*Study text*.
=== Section Start ===

ELISSA NADWORNY, HOST:
There's a new crop of Pulitzer Prize winners, journalism's highest honor. Among them are Ginny Monk and Dave Altimari of the Connecticut Mirror. They and two reporters from fellow nonprofit newsroom ProPublica teamed up to investigate predatory towing practices and the state laws that fostered them. Ginny and Dave, congratulations, and thank you for joining us.
GINNY MONK: Thank you for having us.
DAVE ALTIMARI: Thank you.
NADWORNY: So you launched your series with the words, gone in 15 days. Walk us through some of the issues in Connecticut.
ALTIMARI: So we got a tip that towers were getting permission to sell people's cars after 15 days, which honestly didn't sound real.
MONK: Yeah. Around the same time, I was working with a tenants' union in Hamden, Connecticut, and folks were telling me just over and over that their cars were getting towed and sold for minor parking violations. Someone was parked crooked - still within the lines, but parked crooked - and someone hadn't cleared snow off their windshield. There were all kinds of reasons, many of them very minor. And our series really focused on people whose cars were towed from their own homes.
ALTIMARI: Theoretically, under the law, what was supposed to happen is they were supposed to notify the person whose car has been towed that their vehicle had been towed and give them the option to collect some of the money from the sale. And if they didn't, then after a year, they were supposed to turn the money over to the state. And none of that was happening.
NADWORNY: So the cars would be towed and then sold, and the towing company would make a profit. And then what did that mean for the people left without cars?
MONK: The loss of transportation had huge effects that echoed through people's lives. So people lost jobs, lost their housing, missed medical appointments, struggled to get their children to school - really big consequences for, again, things like parking incorrectly.

=== Section End ===

(Region pointing data)
=== Section Start ===

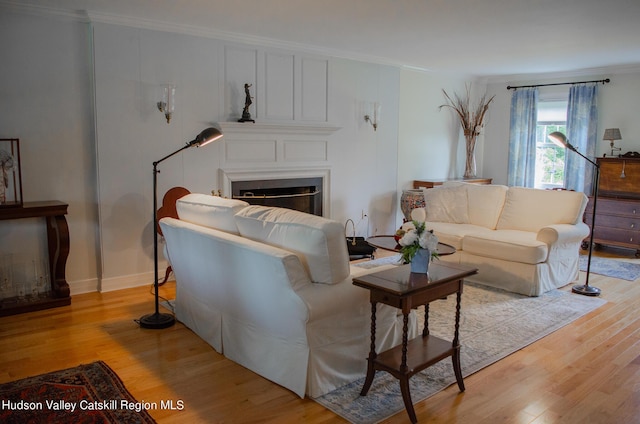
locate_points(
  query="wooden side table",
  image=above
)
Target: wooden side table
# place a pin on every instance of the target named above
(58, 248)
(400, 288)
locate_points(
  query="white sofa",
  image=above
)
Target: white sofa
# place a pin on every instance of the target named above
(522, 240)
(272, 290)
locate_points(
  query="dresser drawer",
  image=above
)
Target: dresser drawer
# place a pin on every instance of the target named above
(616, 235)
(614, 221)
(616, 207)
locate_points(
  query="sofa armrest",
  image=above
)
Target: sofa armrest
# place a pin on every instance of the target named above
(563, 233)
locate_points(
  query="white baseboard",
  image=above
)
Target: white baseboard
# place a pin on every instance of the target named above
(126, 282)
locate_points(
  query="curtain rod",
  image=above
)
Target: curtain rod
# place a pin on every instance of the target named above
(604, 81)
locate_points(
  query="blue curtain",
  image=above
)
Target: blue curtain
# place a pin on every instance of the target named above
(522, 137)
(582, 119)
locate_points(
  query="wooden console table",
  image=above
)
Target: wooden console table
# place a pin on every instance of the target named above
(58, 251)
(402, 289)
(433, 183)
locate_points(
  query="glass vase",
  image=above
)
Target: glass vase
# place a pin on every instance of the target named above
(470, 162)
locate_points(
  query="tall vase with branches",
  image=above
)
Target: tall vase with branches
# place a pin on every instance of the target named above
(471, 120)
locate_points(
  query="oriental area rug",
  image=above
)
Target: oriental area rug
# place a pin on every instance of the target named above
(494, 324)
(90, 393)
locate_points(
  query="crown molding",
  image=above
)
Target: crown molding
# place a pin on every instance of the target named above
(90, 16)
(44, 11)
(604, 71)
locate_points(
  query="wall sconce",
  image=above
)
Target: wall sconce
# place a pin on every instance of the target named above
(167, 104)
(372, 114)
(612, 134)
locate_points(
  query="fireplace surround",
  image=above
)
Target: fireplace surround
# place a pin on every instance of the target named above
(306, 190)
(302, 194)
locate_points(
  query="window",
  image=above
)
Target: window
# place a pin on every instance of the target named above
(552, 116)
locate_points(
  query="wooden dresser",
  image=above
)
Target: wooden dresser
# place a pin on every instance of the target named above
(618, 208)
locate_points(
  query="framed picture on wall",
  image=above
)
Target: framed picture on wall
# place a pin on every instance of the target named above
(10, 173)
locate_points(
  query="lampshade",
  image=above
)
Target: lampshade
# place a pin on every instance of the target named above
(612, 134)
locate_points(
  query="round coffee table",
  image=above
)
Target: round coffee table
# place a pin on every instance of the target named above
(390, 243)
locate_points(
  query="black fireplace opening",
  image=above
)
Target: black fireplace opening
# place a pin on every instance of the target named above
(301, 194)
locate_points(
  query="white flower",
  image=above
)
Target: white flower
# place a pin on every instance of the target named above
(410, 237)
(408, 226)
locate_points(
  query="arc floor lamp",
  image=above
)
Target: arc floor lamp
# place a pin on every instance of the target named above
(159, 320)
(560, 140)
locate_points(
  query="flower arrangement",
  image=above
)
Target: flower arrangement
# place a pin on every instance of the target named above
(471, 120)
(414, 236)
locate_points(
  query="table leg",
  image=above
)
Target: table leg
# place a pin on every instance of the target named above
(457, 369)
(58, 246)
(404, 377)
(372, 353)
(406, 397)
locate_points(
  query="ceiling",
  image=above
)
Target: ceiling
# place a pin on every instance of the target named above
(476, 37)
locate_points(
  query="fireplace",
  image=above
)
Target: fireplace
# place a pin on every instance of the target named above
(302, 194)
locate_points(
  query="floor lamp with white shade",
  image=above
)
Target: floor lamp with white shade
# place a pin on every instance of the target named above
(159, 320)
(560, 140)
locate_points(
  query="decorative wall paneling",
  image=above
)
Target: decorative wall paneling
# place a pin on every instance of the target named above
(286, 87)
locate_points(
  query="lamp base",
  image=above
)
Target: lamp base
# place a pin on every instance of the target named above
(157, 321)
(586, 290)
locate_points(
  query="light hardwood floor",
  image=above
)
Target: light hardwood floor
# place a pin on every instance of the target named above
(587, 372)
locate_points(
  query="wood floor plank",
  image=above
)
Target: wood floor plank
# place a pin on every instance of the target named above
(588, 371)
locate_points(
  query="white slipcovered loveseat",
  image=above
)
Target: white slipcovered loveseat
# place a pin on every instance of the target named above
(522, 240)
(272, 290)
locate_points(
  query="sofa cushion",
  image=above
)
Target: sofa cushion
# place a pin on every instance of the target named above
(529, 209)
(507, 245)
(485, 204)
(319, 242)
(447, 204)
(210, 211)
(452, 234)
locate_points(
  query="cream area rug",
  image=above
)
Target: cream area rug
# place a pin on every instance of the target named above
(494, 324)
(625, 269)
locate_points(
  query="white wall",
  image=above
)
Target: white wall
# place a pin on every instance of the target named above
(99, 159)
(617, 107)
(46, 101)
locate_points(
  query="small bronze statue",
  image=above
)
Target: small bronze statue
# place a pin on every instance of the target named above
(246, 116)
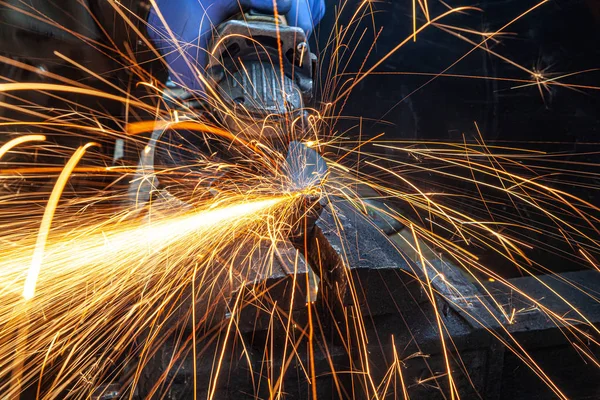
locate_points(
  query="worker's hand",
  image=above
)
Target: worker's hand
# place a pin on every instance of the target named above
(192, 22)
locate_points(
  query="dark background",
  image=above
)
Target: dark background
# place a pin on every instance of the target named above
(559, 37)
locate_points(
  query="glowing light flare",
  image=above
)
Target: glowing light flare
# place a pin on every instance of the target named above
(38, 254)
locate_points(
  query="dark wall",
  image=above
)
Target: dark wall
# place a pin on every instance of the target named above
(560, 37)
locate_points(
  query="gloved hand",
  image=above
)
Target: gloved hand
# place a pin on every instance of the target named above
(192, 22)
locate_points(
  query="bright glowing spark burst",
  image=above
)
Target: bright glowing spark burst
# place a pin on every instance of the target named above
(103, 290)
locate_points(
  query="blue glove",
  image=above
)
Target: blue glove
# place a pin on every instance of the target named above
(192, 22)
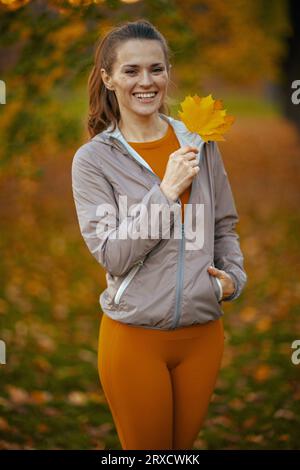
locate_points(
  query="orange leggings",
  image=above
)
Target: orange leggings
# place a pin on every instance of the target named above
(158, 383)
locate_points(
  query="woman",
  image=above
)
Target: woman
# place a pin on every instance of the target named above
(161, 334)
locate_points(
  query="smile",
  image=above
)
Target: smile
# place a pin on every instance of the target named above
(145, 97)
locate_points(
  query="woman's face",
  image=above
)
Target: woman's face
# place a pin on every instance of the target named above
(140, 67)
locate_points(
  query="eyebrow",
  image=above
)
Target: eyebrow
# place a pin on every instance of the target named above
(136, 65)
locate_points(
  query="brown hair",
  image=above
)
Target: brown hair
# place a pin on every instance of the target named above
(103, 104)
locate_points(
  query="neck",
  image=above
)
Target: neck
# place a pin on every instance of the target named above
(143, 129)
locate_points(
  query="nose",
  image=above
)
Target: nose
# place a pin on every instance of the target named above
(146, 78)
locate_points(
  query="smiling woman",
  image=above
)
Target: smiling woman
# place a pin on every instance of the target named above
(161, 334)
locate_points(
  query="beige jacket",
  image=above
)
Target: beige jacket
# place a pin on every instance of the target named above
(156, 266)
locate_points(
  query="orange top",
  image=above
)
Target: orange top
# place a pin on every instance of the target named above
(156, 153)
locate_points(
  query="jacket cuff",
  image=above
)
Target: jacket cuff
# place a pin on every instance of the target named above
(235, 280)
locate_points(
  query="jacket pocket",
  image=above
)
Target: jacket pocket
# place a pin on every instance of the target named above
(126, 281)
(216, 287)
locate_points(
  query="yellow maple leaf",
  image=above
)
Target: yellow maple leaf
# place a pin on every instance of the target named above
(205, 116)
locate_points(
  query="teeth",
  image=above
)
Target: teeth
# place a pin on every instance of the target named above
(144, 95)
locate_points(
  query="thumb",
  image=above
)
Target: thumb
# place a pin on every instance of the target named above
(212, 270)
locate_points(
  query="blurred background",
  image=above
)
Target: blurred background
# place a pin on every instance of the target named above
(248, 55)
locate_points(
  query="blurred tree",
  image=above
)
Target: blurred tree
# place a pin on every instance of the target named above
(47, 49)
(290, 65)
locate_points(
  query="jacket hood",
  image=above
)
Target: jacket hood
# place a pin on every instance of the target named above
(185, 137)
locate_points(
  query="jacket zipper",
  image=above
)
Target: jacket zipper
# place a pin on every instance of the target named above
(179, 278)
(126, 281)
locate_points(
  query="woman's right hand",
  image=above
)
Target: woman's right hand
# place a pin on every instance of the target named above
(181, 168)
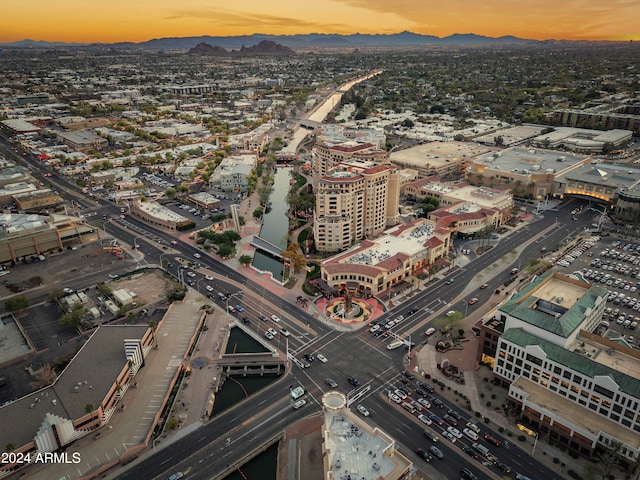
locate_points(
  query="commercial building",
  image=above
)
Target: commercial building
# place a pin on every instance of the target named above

=== Section End ===
=== Section Start ===

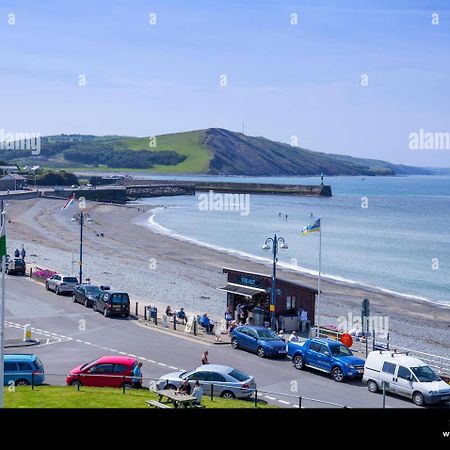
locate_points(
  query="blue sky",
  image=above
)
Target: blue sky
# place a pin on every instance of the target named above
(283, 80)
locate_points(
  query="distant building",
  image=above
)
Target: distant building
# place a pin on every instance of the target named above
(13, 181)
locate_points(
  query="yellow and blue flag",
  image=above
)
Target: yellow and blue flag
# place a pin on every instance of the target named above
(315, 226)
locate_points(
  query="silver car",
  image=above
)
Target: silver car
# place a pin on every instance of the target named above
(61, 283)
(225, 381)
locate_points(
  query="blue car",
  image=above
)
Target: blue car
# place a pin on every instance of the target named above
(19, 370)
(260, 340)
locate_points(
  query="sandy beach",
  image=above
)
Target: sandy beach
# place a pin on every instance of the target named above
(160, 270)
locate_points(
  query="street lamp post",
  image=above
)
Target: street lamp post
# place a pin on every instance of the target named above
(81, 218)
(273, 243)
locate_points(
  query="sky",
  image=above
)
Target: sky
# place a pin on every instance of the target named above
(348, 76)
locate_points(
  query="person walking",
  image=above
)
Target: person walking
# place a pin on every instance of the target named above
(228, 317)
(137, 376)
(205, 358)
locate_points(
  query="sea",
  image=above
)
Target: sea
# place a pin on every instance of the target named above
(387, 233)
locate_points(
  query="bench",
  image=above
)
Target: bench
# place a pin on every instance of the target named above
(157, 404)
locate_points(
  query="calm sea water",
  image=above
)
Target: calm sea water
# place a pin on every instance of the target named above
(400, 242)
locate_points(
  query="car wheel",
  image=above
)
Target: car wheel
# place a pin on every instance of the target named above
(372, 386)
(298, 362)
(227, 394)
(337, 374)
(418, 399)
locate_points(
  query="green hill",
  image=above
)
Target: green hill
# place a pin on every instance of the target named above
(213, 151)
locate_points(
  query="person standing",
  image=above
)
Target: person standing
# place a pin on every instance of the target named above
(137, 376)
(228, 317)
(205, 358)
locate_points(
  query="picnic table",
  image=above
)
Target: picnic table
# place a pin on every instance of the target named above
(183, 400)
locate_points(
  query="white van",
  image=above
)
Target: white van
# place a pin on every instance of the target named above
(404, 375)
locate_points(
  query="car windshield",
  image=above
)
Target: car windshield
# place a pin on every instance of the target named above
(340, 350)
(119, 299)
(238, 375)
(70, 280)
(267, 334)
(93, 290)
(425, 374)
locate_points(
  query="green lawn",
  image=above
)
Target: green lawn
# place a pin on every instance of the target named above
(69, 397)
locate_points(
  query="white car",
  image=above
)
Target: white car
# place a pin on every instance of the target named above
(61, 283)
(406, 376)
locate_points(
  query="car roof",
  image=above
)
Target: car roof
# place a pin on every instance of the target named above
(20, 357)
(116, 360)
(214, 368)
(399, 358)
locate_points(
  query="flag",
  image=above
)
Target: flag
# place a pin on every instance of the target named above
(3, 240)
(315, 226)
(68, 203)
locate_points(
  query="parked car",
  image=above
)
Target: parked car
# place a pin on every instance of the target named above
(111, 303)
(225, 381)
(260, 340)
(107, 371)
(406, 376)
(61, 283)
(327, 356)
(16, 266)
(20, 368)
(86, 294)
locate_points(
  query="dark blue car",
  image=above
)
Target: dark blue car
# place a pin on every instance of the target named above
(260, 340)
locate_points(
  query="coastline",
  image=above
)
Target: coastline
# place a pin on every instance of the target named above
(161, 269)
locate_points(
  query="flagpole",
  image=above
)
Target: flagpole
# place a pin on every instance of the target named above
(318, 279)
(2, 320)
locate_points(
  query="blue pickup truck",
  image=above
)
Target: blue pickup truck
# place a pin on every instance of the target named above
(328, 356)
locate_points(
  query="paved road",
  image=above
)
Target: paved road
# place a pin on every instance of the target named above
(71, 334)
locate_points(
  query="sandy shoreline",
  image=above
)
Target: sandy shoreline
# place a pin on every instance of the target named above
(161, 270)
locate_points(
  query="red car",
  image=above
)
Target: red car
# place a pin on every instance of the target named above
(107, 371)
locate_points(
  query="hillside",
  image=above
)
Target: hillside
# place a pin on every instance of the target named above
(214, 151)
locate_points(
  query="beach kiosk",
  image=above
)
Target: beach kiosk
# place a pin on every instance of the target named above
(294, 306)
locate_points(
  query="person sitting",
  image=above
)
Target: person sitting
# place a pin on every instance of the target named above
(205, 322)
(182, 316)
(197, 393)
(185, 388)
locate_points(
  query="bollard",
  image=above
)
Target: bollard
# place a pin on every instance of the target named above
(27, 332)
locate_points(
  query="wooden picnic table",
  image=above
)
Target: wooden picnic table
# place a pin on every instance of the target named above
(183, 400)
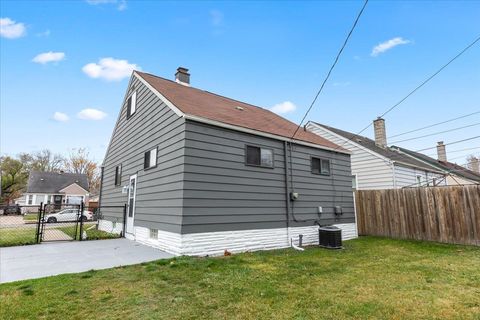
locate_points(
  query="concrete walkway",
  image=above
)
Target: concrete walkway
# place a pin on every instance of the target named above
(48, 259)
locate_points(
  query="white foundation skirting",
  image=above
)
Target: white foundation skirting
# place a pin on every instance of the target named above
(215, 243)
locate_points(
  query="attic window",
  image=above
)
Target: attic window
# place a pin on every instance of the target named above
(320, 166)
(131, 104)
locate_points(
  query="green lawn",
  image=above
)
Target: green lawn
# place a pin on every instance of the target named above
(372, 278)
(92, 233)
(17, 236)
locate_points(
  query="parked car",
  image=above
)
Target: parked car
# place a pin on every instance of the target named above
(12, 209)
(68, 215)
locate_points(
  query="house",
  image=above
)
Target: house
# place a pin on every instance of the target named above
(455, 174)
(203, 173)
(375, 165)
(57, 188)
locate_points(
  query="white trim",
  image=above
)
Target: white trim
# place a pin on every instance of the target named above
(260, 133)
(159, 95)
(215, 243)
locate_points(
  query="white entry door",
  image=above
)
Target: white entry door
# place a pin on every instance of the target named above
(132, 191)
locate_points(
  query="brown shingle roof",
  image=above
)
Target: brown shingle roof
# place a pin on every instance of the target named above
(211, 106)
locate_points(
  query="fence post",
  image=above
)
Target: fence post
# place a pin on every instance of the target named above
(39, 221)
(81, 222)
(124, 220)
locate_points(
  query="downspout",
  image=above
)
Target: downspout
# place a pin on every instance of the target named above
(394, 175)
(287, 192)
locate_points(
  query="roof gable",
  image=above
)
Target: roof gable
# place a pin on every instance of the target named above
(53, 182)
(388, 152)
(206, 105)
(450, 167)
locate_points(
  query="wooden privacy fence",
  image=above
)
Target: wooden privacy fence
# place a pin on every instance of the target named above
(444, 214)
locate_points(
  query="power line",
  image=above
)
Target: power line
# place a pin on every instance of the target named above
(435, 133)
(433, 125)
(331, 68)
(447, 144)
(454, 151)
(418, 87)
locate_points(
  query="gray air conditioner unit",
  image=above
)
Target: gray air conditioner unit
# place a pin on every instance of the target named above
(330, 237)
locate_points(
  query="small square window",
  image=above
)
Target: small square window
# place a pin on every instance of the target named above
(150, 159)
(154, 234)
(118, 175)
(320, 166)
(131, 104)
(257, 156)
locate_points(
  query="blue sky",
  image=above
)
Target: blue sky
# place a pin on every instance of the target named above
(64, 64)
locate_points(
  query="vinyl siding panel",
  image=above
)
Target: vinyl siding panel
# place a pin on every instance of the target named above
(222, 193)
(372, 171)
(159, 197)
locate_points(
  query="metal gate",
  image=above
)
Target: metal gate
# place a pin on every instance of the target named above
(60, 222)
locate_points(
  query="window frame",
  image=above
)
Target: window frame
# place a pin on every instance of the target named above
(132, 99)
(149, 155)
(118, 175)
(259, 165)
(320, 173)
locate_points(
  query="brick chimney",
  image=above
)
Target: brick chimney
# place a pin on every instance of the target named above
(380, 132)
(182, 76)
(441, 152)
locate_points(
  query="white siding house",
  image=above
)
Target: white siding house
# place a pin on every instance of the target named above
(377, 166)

=== Section End ===
=== Section Start ===

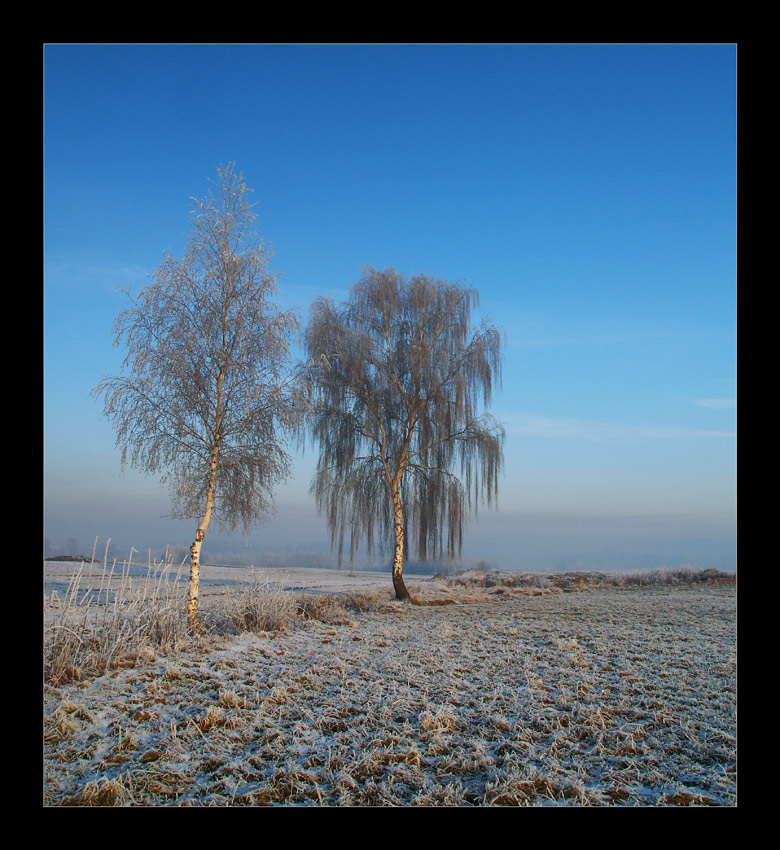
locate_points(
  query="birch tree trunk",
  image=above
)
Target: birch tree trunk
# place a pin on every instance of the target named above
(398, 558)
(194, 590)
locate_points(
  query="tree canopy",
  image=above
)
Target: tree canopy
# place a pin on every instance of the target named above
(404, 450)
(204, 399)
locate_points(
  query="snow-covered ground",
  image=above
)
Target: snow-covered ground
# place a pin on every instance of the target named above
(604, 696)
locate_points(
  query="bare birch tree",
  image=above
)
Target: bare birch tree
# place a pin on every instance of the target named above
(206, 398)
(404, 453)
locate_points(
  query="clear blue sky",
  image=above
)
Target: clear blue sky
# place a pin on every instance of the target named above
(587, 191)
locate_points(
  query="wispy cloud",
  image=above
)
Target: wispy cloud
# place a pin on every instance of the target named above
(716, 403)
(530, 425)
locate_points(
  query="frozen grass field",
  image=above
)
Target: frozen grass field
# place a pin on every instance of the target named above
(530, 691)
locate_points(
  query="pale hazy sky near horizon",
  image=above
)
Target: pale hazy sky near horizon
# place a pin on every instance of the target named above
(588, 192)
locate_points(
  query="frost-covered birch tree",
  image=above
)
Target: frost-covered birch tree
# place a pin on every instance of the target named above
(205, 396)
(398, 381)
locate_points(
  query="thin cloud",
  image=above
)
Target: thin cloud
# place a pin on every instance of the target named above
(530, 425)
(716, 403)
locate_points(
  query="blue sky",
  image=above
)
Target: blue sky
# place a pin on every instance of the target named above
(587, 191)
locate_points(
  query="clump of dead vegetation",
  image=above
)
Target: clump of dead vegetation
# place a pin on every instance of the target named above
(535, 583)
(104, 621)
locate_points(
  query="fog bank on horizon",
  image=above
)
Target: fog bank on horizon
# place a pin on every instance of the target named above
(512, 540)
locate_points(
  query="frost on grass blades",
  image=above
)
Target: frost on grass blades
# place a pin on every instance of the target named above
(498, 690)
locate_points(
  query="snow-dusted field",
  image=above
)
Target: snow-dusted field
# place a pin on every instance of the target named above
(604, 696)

=== Section End ===

*What is required*.
Echo the passage of the towing interview from "ALTIMARI: Theoretically, under" up to and including "that was happening.". The items are unrelated material and stand apart from the interview text.

*The completed task*.
ALTIMARI: Theoretically, under the law, what was supposed to happen is they were supposed to notify the person whose car has been towed that their vehicle had been towed and give them the option to collect some of the money from the sale. And if they didn't, then after a year, they were supposed to turn the money over to the state. And none of that was happening.